### Exercise prompt
Transcribe each line of the records below exactly, excluding any embedded images.

--- Records for processing Enclosed Below ---

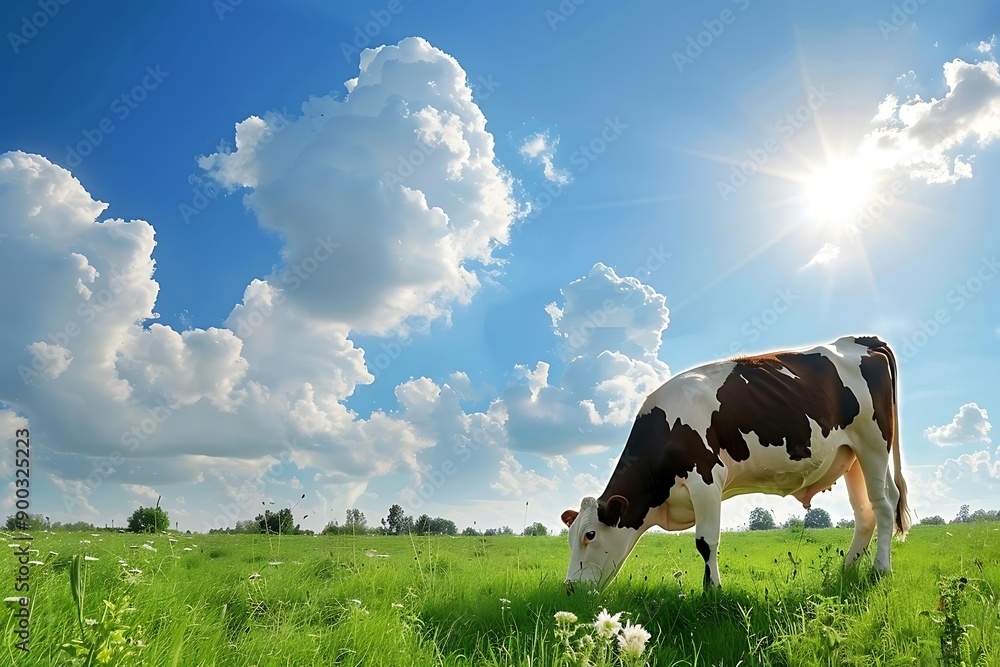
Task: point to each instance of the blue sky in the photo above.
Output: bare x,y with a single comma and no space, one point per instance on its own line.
445,271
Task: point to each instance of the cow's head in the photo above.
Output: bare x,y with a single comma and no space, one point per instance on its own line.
598,548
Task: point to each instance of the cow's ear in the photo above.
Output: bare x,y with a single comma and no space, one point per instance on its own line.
616,508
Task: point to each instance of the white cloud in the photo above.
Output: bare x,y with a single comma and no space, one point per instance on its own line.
886,109
390,201
925,139
609,331
541,148
824,255
142,491
558,463
971,424
974,472
513,480
374,242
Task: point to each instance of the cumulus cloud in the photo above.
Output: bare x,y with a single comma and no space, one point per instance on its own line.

--- End of Enclosed Records for processing ---

### Task solution
Task: point to each instance of the blue sky in the photo above.
Output: bare x,y with a single comma and no space, one point per instance on its own line.
445,271
Task: point to each instance of the cow's head in the photo above.
Output: bare x,y with a single comma and no space, one point per instance on its own line.
598,548
Task: point to each instance of the cow's ear in the photo above.
Output: bare x,y with a single comma and no space, one point per instance on its own line.
616,508
Task: point to each instance of the white cloud in the photo above.
Output: bare x,y with a single comma and no space, one point per instance on its own line.
886,109
390,201
925,139
609,331
541,148
824,255
142,491
558,463
971,424
974,472
513,480
374,242
Task: point to each instance of the cumulus cloud in the photo above.
Output: bare x,y with a single comma and no space, one point per instance on its own line.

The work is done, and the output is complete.